Where does the string "resembles" occur in the entries below? Copy every line where it does.

* [Exercise material]
──────────────────────────────

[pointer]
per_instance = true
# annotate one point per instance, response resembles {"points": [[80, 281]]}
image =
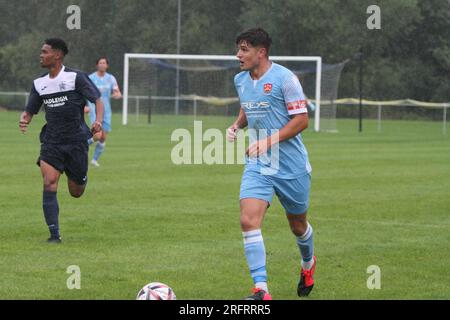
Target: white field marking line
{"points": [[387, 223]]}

──────────────────────────────

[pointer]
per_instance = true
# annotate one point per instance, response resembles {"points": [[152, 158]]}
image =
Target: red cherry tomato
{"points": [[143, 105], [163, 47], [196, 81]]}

──────────────────────────────

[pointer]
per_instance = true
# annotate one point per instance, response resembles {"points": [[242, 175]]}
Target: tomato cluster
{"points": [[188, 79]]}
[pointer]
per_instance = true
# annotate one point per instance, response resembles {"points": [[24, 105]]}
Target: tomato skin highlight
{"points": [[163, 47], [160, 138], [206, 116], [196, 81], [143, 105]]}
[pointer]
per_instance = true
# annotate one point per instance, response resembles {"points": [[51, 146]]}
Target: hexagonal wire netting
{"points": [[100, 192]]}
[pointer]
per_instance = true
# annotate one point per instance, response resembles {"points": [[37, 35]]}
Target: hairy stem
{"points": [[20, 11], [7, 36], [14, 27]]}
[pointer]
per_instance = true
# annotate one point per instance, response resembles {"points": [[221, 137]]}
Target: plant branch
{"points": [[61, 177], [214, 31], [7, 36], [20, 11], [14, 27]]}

──────────────────────────────

* [Response to this exercise]
# annotate one point per instance, response resembles {"points": [[80, 281]]}
# annotate one point per instance, response resembles {"points": [[152, 158]]}
# annotate one point per instance, response resembles {"points": [[242, 175]]}
# annotate one point per instance, response resembles {"points": [[24, 105]]}
# annotate one point per instance, response resembles {"points": [[51, 146]]}
# annotate one point per instance, response resembles {"points": [[37, 35]]}
# annotate one point per instance, response resembles {"points": [[221, 137]]}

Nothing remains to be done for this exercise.